___ AUSZUG
Aktenzeichen M 26 E 20.1579
Leitsatz
Tenor
I. Dem Antragsgegner wird im Wege der einstweiligen Anordnung bis zu einer rechtskräftigen Entscheidung in der Hauptsache untersagt, die in der Betriebsbesichtigung vom … Oktober 2019 festgestellten und im Anhörungsschreiben vom … März 2020 benannten Mängel auf der Internetplattform seines Landesamts für Gesundheit und Lebensmittelsicherheit zu veröffentlichen.
II. Der Antragsgegner trägt die Kosten des Verfahrens.
III. Der Streitwert wird auf Euro 5.000,– festgesetzt.
Gründe
I.
Der Antragsteller begehrt vorläufigen Rechtsschutz gegen die Veröffentlichung lebensmittelrechtlicher Verstöße, welche anlässlich einer Betriebskontrolle in seinem Restaurant festgestellt wurden.
______
___ DATENSÄTZE
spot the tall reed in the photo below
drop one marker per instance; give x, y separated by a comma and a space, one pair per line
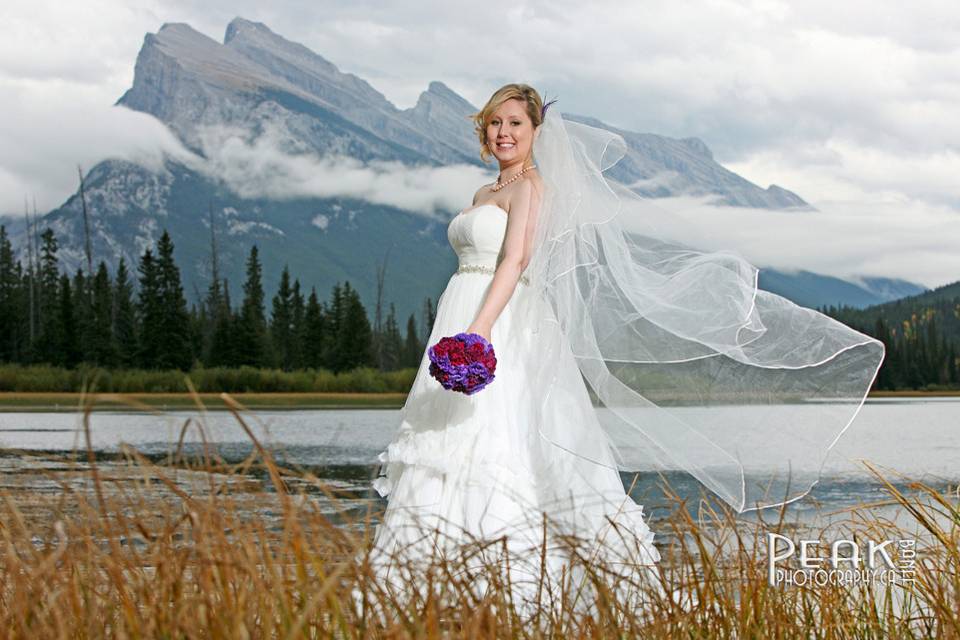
196, 547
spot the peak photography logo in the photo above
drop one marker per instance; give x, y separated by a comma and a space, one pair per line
841, 562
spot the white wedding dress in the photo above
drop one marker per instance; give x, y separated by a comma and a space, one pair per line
464, 468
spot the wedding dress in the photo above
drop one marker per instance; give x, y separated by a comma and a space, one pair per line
464, 468
693, 366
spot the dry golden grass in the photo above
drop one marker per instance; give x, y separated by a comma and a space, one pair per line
194, 548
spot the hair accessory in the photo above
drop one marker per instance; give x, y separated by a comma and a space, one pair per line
543, 109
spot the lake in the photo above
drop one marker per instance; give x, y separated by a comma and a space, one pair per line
916, 437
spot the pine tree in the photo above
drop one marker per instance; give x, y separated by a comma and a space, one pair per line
412, 347
354, 334
9, 301
334, 313
149, 313
252, 347
314, 333
101, 347
176, 332
81, 312
281, 325
68, 351
124, 317
222, 353
50, 336
296, 338
390, 344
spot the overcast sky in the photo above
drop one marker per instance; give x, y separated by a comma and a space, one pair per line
853, 105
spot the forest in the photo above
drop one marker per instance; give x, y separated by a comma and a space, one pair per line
141, 320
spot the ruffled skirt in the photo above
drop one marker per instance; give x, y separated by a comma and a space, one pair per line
466, 469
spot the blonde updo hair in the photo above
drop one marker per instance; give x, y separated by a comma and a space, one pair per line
523, 92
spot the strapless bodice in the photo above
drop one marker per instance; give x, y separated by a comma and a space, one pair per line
476, 235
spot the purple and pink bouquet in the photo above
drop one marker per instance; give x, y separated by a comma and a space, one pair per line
465, 362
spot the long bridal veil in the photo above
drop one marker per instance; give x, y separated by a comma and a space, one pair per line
693, 367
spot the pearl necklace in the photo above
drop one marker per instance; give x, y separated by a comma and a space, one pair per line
501, 185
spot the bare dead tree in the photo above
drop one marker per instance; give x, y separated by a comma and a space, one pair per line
381, 275
31, 272
86, 225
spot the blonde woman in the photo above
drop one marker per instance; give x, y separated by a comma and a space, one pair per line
661, 333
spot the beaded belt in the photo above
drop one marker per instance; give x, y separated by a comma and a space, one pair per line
482, 268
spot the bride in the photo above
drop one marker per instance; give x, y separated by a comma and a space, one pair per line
690, 366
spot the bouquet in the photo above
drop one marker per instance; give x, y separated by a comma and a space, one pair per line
465, 362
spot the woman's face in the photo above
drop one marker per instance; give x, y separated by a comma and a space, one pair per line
510, 133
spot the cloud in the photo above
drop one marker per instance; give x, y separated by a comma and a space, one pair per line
851, 107
43, 137
262, 166
848, 239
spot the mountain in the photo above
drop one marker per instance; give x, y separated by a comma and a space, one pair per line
257, 84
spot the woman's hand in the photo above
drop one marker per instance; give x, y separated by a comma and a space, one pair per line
480, 329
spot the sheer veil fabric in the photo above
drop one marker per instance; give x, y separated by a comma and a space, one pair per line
691, 366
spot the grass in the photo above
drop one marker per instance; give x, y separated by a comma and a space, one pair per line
188, 548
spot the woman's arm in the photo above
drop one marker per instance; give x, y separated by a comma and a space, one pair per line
516, 246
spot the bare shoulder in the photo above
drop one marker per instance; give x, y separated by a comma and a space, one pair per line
484, 190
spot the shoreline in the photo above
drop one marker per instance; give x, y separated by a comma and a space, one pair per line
54, 401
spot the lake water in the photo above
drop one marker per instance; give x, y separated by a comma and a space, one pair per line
916, 437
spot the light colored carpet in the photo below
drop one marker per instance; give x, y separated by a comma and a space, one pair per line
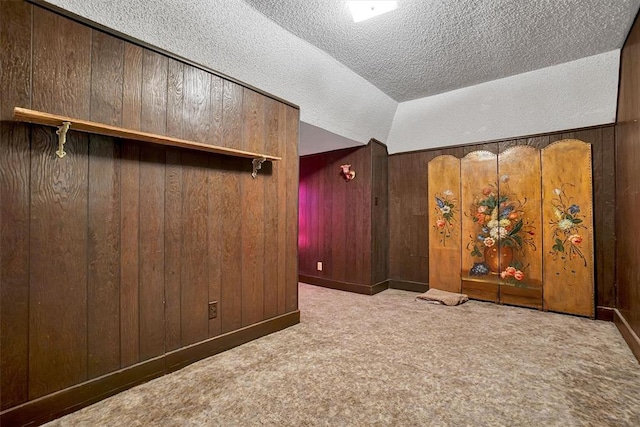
389, 360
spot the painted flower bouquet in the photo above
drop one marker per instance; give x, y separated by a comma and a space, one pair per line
445, 215
503, 232
567, 225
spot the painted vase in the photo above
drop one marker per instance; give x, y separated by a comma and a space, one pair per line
498, 258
______
Führe den Auszug über die geplante Veröffentlichung lebensmittelrechtlicher Mängel eines Restaurants im Anschluss an seinen letzten Satz fort. Die Daten stammen aus einer anderen Quelle.

ANTWORT:
Der Antragsteller betreibt eine BURGER KING Filiale in A. Am … Oktober 2019 führte das Landratsamt in diesem Restaurant eine Betriebskontrolle durch. Ausweislich einer Ordnungswidrigkeitenanzeige vom … Oktober 2019 wurden hierbei hygienische Mängel festgestellt.
Mit Schreiben vom … Januar 2020 leitete der Antragsgegner ein Bußgeldverfahren gegen den Antragsteller ein und gab ihm unter Auflistung der festgestellten hygienischen Mängel Gelegenheit zur Stellungnahme bis zum 24. Januar 2020.
Mit Bußgeldbescheid vom … März 2020 wurde gegen den Antragsteller ein Bußgeld in Höhe von 3.500,00 Euro verhängt. Gegen den Bußgeldbescheid wurde Einspruch eingelegt, über den nach Aktenlage noch nicht entschieden ist.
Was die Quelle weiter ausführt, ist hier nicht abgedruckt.